ASSIGNMENT: Output every line below exactly, please, omitting pictures.

SUPPLIED RECORDS Start Marker

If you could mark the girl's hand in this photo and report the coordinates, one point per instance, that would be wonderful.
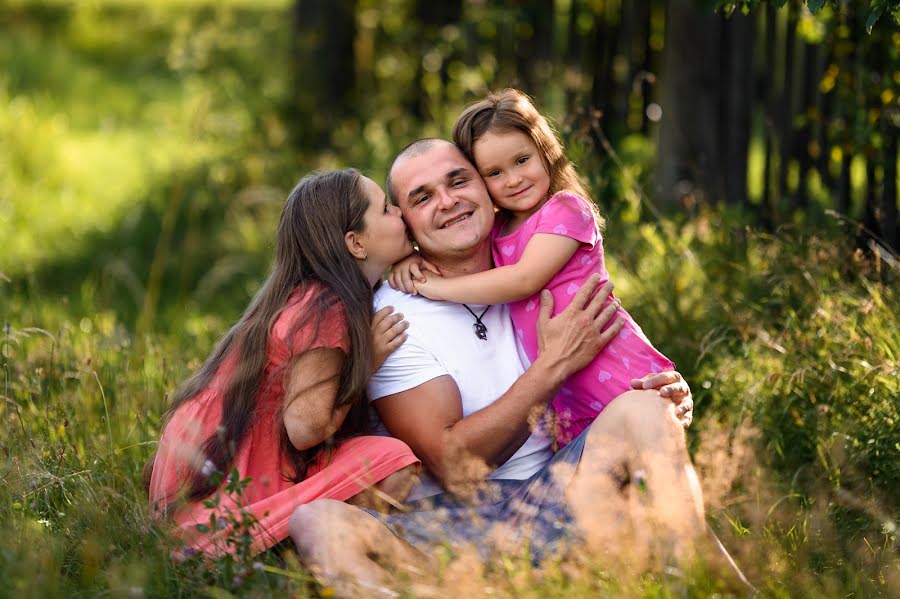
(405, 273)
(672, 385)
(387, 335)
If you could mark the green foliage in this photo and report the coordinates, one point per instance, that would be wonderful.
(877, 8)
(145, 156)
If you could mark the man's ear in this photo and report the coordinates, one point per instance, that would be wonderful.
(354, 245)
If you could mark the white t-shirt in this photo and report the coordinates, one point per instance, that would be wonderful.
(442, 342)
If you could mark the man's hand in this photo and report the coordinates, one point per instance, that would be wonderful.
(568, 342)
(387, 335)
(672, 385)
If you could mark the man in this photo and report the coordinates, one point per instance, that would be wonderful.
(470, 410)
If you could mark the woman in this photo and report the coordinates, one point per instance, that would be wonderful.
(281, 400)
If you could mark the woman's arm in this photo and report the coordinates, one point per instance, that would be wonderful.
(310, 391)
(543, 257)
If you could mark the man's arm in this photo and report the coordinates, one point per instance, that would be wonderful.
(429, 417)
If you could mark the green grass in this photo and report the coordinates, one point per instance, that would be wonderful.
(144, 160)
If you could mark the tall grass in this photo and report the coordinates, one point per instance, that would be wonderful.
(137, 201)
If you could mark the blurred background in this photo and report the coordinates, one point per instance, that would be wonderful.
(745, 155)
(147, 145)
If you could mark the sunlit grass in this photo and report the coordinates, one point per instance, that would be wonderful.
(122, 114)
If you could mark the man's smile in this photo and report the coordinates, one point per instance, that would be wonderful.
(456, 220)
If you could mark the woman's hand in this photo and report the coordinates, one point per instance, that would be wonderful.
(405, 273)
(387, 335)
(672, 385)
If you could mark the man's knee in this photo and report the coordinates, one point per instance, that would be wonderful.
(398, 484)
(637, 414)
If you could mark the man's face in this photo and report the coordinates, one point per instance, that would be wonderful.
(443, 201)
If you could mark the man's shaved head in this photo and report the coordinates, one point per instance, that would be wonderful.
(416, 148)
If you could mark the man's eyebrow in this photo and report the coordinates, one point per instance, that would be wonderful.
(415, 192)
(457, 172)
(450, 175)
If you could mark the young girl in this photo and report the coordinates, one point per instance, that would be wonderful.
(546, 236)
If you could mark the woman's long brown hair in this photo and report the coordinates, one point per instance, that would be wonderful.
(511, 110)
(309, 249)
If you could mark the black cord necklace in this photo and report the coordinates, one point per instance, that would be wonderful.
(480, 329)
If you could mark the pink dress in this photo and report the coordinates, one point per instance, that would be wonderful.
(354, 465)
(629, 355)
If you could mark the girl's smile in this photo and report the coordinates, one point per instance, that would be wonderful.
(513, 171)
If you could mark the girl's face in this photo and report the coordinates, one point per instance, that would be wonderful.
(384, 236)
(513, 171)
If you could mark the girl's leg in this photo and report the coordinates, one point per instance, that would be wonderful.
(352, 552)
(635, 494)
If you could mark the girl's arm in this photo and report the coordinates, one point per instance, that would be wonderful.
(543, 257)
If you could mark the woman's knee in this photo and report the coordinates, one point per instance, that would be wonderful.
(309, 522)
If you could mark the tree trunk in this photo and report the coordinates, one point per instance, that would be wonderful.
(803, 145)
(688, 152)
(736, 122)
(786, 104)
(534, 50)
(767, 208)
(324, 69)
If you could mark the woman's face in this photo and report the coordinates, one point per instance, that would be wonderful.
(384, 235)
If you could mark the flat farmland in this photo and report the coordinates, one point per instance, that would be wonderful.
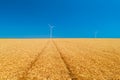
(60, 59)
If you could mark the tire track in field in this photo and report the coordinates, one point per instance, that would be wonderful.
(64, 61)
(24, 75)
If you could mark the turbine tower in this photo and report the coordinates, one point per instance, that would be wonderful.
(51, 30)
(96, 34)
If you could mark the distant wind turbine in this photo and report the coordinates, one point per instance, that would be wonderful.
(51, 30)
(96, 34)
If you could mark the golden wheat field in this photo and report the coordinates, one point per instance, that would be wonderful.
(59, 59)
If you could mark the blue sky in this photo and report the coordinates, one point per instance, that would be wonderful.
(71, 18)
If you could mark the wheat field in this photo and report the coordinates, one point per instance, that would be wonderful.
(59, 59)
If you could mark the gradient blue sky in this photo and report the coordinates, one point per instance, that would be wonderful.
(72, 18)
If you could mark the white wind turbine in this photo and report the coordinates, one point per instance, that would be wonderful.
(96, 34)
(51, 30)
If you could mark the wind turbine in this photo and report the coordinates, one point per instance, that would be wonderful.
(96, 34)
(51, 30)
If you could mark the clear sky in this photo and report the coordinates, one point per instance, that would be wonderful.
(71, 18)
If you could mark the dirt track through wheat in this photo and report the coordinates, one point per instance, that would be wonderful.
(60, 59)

SUPPLIED RECORDS End Marker

RESULT FOR THIS TASK:
If you could mark the girl's hand in this photo and report the coordinates, one point per instance, that would be wonderful.
(405, 273)
(672, 385)
(387, 335)
If you could mark the green foliage in this photo and report the coordinates, one point per instance, that would be wonderful.
(877, 8)
(145, 156)
If you could mark the man's ear in this photo and report the coordinates, one point per instance, that would be wonderful.
(354, 245)
If you could mark the white t-shirt in this photo and report the coordinates, one point per instance, that would be wonderful.
(442, 342)
If you could mark the man's hand in this photo and report the coordinates, one point per instance, that would be wonderful.
(568, 342)
(387, 335)
(672, 385)
If you could mark the man in this photo and report the coordinates, one point per instance, that would be wonderful.
(470, 410)
If you could mark the woman in this photo and report the coordinates, one point per instance, that would be wonderful.
(281, 400)
If you could mark the woman's arm in this photo and report the coordinates, one point per instance, that would be wonderful.
(310, 391)
(543, 257)
If you could mark the man's arm in this photo and report the coordinates, one point per instance, that would be wonderful.
(429, 417)
If you could mark the green grass in this photo and report the coordinates, one point per instance, that would be wonderful.
(144, 160)
If you could mark the tall grass in this photo and report the coordinates, one point per instance, that would be wonderful.
(137, 201)
If you could mark the blurred background in this photo and report the coordinates, one point per instance, that would be wonderful.
(745, 155)
(147, 145)
If you could mark the sunlit grass in this photo and report the coordinates, one point per instance, that would be wonderful.
(122, 114)
If you could mark the man's smile in this photo and report the coordinates, one point per instance, that would be wonderful.
(456, 220)
If you could mark the woman's hand in this photo and report the coordinates, one point per instance, that would be wonderful.
(405, 273)
(387, 335)
(672, 385)
If you could mark the man's knee in this photo and report the coordinates, one point per instance, that would be wonderful.
(398, 484)
(637, 414)
If you could mark the man's face in this photo and report the coordinates, one point per instance, that would be wonderful.
(443, 201)
If you could mark the man's shaved head in this photo and report the coordinates, one point per instance, that would be wonderful.
(416, 148)
If you could mark the man's eyebrow in this photo and report the coordinates, one point per instance, that would be wonderful.
(415, 192)
(457, 172)
(450, 175)
If you could mark the young girl in this photo and report the coordinates, one point per instance, that would be wonderful.
(546, 236)
If you could mark the woman's long brown hair in this photo and report the coordinates, one point per instance, that would be wonderful.
(511, 110)
(309, 249)
If you could mark the black cord necklace in this photo and report the coordinates, one point per instance, that would be wonderful.
(480, 329)
If you could mark the pink dress in this photo and report the coordinates, one point per instance, that would be wonderful.
(354, 465)
(629, 355)
If you could mark the girl's smile in this photo and report the coordinates, one point per instance, that would be wonderful.
(513, 171)
If you could mark the girl's face in this photo and report the coordinates, one point per instance, that would be wonderful.
(384, 236)
(513, 171)
If you could mark the girl's leg in this photo and report the coordinates, one point per instance, that would be wonderful.
(352, 552)
(635, 494)
If you could mark the girl's arm in this photo and report the coordinates, one point per instance, that would be wonderful.
(543, 257)
If you could mark the woman's knee in this photo and report the coordinates, one point per instance, that would be wonderful.
(309, 522)
If you could mark the tree trunk in this photo and report the coordinates, one point per instance, that would be wonderful.
(803, 145)
(688, 152)
(736, 122)
(786, 104)
(534, 50)
(767, 208)
(324, 69)
If you could mark the woman's face in this photo and report the coordinates, one point per instance, that would be wonderful.
(384, 235)
If you could mark the flat farmland in this photo and report the coordinates, one point per instance, that would be wonderful.
(60, 59)
If you could mark the tire track in field in this photo and report the coordinates, one point per instance, that would be wonderful.
(64, 61)
(24, 75)
If you could mark the turbine tower in this photo and report the coordinates, one point per instance, that would be wonderful.
(51, 30)
(96, 34)
If you could mark the distant wind turbine in this photo and report the coordinates, one point per instance, that would be wonderful.
(51, 30)
(96, 34)
If you could mark the golden wheat field in this photo and report the coordinates, one point per instance, that would be wonderful.
(59, 59)
If you could mark the blue sky in this photo and report the coordinates, one point per instance, that would be wonderful.
(71, 18)
If you could mark the wheat field in this photo and report the coordinates, one point per instance, that would be wonderful.
(59, 59)
If you could mark the gradient blue sky in this photo and report the coordinates, one point per instance, that would be wonderful.
(72, 18)
If you could mark the white wind turbine in this photo and report the coordinates, one point per instance, that would be wonderful.
(96, 34)
(51, 30)
If you could mark the wind turbine in this photo and report the coordinates, one point per instance, that would be wonderful.
(96, 34)
(51, 30)
If you could mark the clear sky in this photo and report the coordinates, one point per instance, that would be wonderful.
(71, 18)
If you could mark the dirt track through wheat in this photo and report the coordinates, one point per instance, that would be wonderful.
(60, 59)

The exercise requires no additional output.